→ Data drawn from a collection
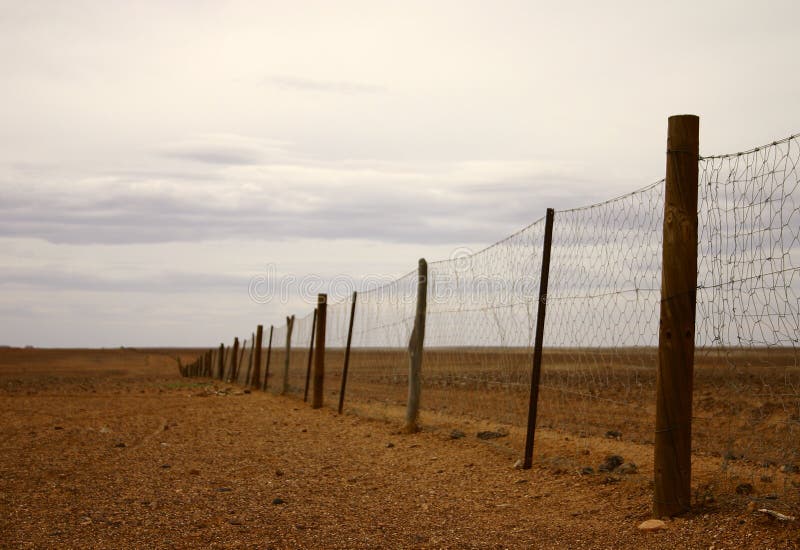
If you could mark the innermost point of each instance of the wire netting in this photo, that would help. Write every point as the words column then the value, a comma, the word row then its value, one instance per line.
column 747, row 367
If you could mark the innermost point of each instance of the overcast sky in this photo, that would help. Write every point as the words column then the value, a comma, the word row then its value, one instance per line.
column 157, row 157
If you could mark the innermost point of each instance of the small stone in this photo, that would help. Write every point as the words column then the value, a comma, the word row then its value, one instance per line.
column 491, row 435
column 652, row 525
column 611, row 463
column 457, row 434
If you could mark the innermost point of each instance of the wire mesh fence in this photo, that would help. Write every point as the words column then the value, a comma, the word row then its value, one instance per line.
column 602, row 329
column 747, row 373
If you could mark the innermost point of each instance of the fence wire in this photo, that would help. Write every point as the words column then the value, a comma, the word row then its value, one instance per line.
column 747, row 368
column 601, row 333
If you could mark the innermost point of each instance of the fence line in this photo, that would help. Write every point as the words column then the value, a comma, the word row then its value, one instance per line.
column 600, row 354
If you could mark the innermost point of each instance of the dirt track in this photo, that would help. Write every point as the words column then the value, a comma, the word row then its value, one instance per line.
column 112, row 449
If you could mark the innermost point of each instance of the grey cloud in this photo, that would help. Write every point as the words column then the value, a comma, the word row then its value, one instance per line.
column 292, row 83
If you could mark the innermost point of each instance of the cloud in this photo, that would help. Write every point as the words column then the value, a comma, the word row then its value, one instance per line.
column 222, row 149
column 289, row 197
column 293, row 83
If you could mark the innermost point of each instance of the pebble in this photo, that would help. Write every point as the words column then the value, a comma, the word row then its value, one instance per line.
column 611, row 463
column 491, row 435
column 652, row 525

→ DIRECTION
Update the entries above by changing every "innermost point" to "center point" and leaving everything else as it is. Omit the pictures from your answer.

→ TASK RESULT
If you could mark the center point of each instance of the wire netting in this photo, that would help. Write every point as the words column then the value, a comma, the word row then its value, one instance per line.
column 747, row 367
If you could mark the center point of each instance of the overcast sky in this photo, that would help. Write every point as the words column then the value, a comma, the word row then its value, one instance per line.
column 157, row 157
If you could mark the center point of each instance of the small stone in this photo, that would help. Write every point as the words column then the value, a comma, the word row then its value, one instance per line.
column 491, row 435
column 652, row 525
column 611, row 463
column 457, row 434
If you could mark the center point of each instance of the wire mesh fence in this photo, that would help. Write every point as the words column then the value, a comma, the word row then its value, one instance per line.
column 602, row 329
column 747, row 373
If you could mark the center point of each instance of the fence wire in this photo, that would help. Write every point as the words column then the value, a comma, the word row then its value, one instance per line.
column 747, row 368
column 601, row 333
If you could mark the center point of each instance of the fence line in this photo, that would help. Write every point as the words column then the value, a comma, the word row then its value, one instance per line.
column 600, row 354
If you could mark the center point of each instance of the dirt track in this photo, that would help. Write every point as the words column then the value, a comma, the word row then its value, one instance per line.
column 112, row 449
If you could mark the center point of each instance of the grey cloud in this photo, that would help. Write every point as the words column then the value, a comma, the word row then its value, one instance per line.
column 292, row 83
If you could mark the center point of each instance of the cloud in this photo, that would help. Write every point as the words column then the value, a comma, the word row then its value, one instance per line.
column 222, row 149
column 289, row 197
column 293, row 83
If you could mark the center point of each instance of the pebble in this photo, that would help. Write every point as the words column then the value, a comma, the word row then its value, one instance per line.
column 611, row 463
column 491, row 435
column 652, row 525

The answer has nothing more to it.